É Possível Educar sem Culpa?

Rita de Cássia Melo
Daniela Santos

 

Antigamente, a educação das crianças era extremamente repressora, autoritária. Os pais eram inflexíveis e acreditavam saber exatamente o que estavam fazendo, e fazer o melhor.
Nos anos 60, surgiu a ideia: “é proibido proibir”. A criança deveria exercitar suas emoções e potencialidades para se tornar um adulto criativo e crítico. A popularização dos estudos sobre desenvolvimento infantil também levou a sociedade a questionar e rejeitar o modelo repressor de educação. Por terem acesso a conhecimentos de especialistas, os pais hoje em dia sentem sua grande responsabilidade no desenvolvimento da criança. Vale ressaltar, no entanto, que os termos da psicologia são muitas vezes utilizados de forma exagerada e sensacionalista pela mídia. A divulgação de teorias tem sido feita de forma determinista, e como verdade absoluta, não como uma entre possíveis visões. Porém, a formação da criança é influenciada por inúmeros fatores.
Nesse período, divulgou-se a ideia de que a repressão deixaria traumas irreversíveis. Os pais passaram a ter medo de prejudicar o desenvolvimento da criança sendo muito rígidos e a evitar dizer não, não colocando os limites necessários. O medo de traumatizar tira a espontaneidade e gera sentimento de culpa. Para não reproduzir o modelo repressor, acabam permitindo tudo. E a criança que pode tudo, acaba ficando sem referência nenhuma, tem dificuldade de incorporar regras sociais e respeitar o limite das outras pessoas, só faz o que quer.

■ CONJUNTO DE TAREFAS ■
a: Reproduza, sem nenhuma alteração, o trecho do texto sobre educar sem culpa que vai de "Antigamente, a educação" até "fazer o melhor.", incluindo este último.
b: Traduza para o inglês esta frase do texto sobre educar sem culpa: "O medo de traumatizar tira a espontaneidade e gera sentimento de culpa."
c: Dê prosseguimento ao texto sobre educar sem culpa a partir do ponto em que ele termina.
Os registros não têm nenhuma relação com o texto de referência.

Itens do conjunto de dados
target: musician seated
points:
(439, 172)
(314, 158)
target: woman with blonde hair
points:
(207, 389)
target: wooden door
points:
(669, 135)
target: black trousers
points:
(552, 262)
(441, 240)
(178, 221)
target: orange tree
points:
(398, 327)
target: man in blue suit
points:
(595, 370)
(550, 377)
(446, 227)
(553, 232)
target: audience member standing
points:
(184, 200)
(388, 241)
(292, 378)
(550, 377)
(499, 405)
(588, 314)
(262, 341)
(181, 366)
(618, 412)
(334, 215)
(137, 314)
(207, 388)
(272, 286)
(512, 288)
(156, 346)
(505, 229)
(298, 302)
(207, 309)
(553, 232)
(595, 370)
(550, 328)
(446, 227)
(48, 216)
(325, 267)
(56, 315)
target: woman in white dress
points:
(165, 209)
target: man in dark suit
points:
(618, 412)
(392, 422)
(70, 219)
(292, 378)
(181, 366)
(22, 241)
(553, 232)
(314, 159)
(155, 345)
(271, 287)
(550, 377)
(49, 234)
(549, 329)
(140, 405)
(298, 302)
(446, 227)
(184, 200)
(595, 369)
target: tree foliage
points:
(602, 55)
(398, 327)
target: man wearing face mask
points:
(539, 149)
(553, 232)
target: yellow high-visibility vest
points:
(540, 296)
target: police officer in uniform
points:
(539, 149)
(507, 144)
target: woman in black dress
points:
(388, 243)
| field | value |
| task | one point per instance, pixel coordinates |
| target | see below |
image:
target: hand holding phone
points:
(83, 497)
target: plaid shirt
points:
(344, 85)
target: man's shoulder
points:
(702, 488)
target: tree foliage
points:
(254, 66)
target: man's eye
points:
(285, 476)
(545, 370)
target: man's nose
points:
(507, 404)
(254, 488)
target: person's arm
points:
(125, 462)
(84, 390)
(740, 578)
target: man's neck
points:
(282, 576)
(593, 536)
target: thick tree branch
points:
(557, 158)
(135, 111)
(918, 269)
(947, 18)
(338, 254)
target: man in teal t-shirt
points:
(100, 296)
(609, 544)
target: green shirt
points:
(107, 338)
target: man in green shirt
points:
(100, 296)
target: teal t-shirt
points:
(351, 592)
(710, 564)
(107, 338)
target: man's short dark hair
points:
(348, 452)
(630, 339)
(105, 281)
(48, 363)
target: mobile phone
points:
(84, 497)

■ RESPOSTAS POR TAREFA ■
a:
Antigamente, a educação das crianças era extremamente repressora, autoritária. Os pais eram inflexíveis e acreditavam saber exatamente o que estavam fazendo, e fazer o melhor.

b: The fear of traumatizing takes away spontaneity and creates a feeling of guilt.

c:
Antigamente, a visão do futuro, da educação era como uma estrada com a terra bem firme, uma imagem sólida. Abandonamos esse modelo, mas nada foi colocado no lugar. Os pais ficaram sem um referencial, com papéis indefinidos, cheios de dúvidas, incapazes de atitudes claras com seus filhos. Os pais deixaram de ser os “senhores da relação”, mas também não alcançaram uma relação dialógica com os filhos. Houve uma inversão de papéis, passando a predominar a tirania dos filhos.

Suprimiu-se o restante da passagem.